§ WORK TASK A: List every word or phrase that the passage about Peter Oswald Loth puts in quotation marks.
§ WORK TASK B: Transcribe the part of the passage about Peter Oswald Loth starting with "Peter Oswald Loth" and going on through "at the facility.".

§ TEXT PASSAGE:

Separate facilities existed for such prisoners, known as “Arbeitserziehungslager,” or work education camps. But in the Danzig area, such prisoners were sent to the Stutthof concentration camp, where instructional prisoners were generally held for about two months. A medical examination report from the camp infirmary notes that Helene Loth was three months pregnant at the time of her imprisonment, and she was released after only four weeks, on April 1, 1943.
Peter Oswald Loth was born on Sept. 2, 1943, less than 20 kilometers from Stutthof, in Tiegenhof, the district seat for the Grosses Werder area. In his court testimony, Loth mentioned a “psychiatric hospital” in that city and said he had been subjected to experiments there as an infant. Historical research has unearthed no evidence of experiments having been conducted at the hospital in Tiegenhof near Danzig.
How did Loth come to believe that he had been abused there for experiments as an infant? Perhaps he had heard of a clinic of the same name in the town of Tiegenhof near Posen, the present-day Polish town of Poznań, located about 250 kilometers (150 miles) to the south. After invading Poland, the Germans took control of the psychiatric hospital there, which became part of the Nazi’s T4 “euthanasia” program. They murdered thousands of people at the facility.

§ DATA FOR REVIEW:
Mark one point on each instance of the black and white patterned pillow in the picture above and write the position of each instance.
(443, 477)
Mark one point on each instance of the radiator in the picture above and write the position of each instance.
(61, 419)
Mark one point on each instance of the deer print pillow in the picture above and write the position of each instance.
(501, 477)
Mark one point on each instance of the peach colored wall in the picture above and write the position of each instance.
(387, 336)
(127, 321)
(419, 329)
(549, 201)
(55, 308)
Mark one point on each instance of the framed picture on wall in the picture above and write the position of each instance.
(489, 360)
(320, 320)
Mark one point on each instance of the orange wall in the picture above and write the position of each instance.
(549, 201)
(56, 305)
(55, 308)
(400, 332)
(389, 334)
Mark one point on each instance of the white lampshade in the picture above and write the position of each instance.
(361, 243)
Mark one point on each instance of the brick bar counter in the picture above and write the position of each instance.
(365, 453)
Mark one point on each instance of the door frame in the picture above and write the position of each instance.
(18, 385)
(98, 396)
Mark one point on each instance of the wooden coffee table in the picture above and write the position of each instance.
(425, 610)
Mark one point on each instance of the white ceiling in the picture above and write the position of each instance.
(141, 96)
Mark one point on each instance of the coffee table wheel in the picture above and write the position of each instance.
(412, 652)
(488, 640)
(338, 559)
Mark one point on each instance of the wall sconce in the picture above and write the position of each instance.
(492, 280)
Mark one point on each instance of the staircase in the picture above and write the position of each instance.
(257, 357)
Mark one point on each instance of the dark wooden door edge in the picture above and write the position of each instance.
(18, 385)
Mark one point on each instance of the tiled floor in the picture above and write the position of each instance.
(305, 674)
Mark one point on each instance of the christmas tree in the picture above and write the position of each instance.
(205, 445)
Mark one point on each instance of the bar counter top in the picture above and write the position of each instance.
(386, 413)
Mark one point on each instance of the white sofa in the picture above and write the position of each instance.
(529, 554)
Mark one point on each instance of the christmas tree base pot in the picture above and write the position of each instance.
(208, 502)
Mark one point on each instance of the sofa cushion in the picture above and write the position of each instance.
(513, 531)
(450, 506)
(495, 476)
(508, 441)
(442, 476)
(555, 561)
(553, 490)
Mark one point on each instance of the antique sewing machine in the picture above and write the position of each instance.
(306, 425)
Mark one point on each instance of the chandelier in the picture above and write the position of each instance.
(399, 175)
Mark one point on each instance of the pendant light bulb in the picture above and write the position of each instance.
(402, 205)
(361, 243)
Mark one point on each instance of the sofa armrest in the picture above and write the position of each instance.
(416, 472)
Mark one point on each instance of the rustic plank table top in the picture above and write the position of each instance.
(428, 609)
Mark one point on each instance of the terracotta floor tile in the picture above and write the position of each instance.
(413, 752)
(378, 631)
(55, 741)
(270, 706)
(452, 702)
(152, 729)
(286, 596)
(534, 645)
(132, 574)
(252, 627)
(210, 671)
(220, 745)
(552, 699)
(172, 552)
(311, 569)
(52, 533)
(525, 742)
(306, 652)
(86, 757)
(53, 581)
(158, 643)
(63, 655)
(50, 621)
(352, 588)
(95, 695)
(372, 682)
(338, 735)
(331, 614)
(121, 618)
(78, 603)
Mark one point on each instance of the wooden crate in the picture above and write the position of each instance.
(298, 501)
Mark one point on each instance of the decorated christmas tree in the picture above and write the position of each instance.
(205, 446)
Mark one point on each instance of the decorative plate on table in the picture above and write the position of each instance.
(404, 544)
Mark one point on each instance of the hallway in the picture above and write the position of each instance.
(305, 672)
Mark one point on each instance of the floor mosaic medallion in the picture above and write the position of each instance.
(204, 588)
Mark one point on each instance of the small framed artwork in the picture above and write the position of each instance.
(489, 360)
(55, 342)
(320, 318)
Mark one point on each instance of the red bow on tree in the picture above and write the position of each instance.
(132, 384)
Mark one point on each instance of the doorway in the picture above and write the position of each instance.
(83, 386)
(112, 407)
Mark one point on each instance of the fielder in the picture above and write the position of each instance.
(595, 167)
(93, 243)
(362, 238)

§ RESPONSE AREA A:
Arbeitserziehungslager
psychiatric hospital
euthanasia

§ RESPONSE AREA B:
Peter Oswald Loth was born on Sept. 2, 1943, less than 20 kilometers from Stutthof, in Tiegenhof, the district seat for the Grosses Werder area. In his court testimony, Loth mentioned a “psychiatric hospital” in that city and said he had been subjected to experiments there as an infant. Historical research has unearthed no evidence of experiments having been conducted at the hospital in Tiegenhof near Danzig.
How did Loth come to believe that he had been abused there for experiments as an infant? Perhaps he had heard of a clinic of the same name in the town of Tiegenhof near Posen, the present-day Polish town of Poznań, located about 250 kilometers (150 miles) to the south. After invading Poland, the Germans took control of the psychiatric hospital there, which became part of the Nazi’s T4 “euthanasia” program. They murdered thousands of people at the facility.